- _Directive_
Which lines in the data below contain the string "foliage"? List each of them in full, treating uppercase and lowercase letters as different.

- _Extracted data_
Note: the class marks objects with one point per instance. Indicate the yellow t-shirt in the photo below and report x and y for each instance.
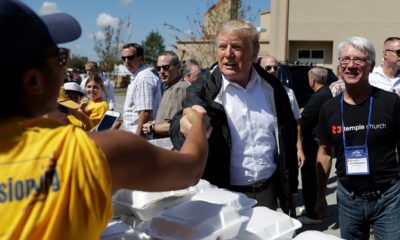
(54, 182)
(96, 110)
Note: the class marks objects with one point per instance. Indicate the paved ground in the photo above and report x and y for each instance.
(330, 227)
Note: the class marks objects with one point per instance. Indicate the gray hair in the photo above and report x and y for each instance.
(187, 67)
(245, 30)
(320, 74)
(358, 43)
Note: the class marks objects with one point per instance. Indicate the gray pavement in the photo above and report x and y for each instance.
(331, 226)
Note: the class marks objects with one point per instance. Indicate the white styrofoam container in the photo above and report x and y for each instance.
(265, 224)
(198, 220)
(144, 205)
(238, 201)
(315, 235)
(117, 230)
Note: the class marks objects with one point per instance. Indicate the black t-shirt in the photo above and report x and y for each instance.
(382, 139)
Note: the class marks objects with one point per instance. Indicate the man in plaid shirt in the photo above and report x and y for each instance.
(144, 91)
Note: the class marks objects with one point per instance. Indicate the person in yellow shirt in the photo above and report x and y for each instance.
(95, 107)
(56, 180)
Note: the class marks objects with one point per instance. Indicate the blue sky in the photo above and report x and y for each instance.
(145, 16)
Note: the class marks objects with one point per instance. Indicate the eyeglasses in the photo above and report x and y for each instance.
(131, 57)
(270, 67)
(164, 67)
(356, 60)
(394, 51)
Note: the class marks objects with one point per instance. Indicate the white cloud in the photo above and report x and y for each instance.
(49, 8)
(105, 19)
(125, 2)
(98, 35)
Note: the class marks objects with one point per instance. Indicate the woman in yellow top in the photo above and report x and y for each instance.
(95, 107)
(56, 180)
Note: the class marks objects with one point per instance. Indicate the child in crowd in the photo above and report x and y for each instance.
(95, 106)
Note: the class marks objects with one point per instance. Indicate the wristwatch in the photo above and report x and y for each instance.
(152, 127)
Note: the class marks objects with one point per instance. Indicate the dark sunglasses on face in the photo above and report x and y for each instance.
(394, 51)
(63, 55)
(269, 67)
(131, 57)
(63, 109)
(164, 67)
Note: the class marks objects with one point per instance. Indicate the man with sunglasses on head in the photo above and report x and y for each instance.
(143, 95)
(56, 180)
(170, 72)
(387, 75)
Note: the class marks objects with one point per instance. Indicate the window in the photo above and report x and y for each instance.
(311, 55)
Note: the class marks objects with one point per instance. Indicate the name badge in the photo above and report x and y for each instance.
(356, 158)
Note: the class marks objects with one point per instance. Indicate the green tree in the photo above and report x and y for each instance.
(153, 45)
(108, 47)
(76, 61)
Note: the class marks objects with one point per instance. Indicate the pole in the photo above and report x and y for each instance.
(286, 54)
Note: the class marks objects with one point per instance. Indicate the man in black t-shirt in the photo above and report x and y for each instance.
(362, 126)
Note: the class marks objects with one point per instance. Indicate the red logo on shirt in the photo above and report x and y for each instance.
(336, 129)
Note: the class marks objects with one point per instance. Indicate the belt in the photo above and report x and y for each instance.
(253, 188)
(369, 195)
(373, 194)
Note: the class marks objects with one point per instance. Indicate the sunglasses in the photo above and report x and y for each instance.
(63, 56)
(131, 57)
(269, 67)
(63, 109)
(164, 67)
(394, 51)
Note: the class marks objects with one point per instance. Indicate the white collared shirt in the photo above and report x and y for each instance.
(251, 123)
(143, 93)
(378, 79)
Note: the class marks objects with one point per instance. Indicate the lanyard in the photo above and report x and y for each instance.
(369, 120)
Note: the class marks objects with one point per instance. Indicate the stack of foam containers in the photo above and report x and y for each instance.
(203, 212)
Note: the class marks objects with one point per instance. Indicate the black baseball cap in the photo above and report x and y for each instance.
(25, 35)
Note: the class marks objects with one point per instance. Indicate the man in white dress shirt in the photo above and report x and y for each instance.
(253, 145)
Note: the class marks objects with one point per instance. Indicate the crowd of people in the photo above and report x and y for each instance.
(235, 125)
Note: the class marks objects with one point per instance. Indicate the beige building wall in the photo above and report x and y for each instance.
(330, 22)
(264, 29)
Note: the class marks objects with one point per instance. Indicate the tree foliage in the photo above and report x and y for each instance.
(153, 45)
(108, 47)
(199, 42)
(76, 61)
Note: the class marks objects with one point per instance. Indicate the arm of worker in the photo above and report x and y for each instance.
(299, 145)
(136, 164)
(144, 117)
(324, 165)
--
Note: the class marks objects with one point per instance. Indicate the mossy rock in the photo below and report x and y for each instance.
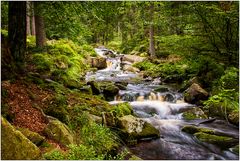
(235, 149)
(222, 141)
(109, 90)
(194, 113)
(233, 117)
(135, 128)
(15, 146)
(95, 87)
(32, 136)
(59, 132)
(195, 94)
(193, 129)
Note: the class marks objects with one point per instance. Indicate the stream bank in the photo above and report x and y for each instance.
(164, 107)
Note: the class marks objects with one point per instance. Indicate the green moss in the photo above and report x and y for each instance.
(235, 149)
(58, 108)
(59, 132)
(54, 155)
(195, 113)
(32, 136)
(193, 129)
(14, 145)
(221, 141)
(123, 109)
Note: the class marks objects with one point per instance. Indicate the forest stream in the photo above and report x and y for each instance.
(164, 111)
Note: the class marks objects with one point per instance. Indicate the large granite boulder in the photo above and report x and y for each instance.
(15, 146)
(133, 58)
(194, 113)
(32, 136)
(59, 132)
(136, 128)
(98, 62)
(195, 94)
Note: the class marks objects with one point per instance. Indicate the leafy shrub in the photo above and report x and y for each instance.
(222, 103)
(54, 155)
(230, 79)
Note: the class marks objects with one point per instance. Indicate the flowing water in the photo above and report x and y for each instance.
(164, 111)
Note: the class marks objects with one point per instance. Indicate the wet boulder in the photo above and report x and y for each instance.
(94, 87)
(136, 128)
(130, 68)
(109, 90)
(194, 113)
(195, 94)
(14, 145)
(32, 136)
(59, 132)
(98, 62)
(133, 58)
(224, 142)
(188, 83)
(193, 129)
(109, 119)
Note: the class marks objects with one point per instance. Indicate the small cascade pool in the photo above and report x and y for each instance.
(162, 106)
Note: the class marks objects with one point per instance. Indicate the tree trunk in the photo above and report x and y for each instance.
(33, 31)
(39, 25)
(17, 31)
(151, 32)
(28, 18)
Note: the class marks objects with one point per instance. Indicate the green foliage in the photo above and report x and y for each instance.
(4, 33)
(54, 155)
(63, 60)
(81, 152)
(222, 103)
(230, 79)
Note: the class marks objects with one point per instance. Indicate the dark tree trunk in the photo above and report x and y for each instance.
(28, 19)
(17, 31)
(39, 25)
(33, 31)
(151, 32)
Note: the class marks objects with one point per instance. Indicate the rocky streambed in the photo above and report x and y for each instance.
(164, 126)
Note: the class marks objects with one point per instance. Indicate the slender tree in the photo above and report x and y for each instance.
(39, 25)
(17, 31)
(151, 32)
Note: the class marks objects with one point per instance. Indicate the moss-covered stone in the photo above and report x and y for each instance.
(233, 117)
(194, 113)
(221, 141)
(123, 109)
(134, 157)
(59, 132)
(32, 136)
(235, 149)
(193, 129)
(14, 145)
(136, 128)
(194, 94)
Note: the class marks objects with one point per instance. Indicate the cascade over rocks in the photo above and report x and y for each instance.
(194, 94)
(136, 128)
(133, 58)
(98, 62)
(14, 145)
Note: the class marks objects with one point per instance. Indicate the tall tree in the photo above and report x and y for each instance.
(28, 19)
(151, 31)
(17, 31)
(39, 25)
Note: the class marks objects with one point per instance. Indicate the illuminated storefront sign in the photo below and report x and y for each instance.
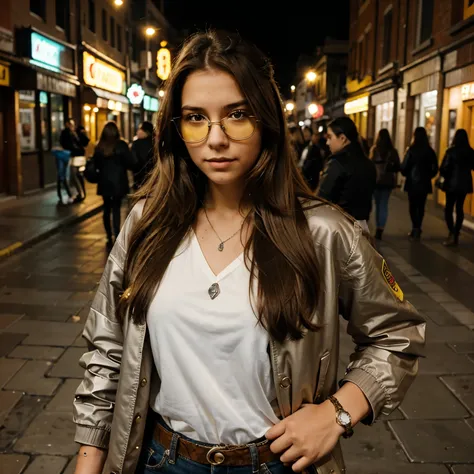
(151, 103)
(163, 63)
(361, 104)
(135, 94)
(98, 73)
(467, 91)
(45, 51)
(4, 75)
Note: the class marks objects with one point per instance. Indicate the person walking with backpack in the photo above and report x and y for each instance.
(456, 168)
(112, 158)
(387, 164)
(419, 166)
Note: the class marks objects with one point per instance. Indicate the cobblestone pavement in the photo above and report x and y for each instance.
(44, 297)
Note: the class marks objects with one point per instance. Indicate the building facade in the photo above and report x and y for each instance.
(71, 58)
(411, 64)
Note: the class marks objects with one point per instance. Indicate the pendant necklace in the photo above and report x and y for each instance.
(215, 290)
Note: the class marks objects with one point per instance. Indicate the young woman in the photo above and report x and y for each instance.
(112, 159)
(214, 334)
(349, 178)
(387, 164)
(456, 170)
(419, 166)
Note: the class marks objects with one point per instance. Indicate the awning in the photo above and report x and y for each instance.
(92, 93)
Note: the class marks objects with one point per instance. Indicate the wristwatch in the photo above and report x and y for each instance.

- _Complete response_
Note: the class marks objects with one point per instance. Indicate the tree foliage in the photo above and report x and y for each instance.
Note: the class marks objects with one point per instance. Indicate the green foliage in the photo above and report x and y for each instance.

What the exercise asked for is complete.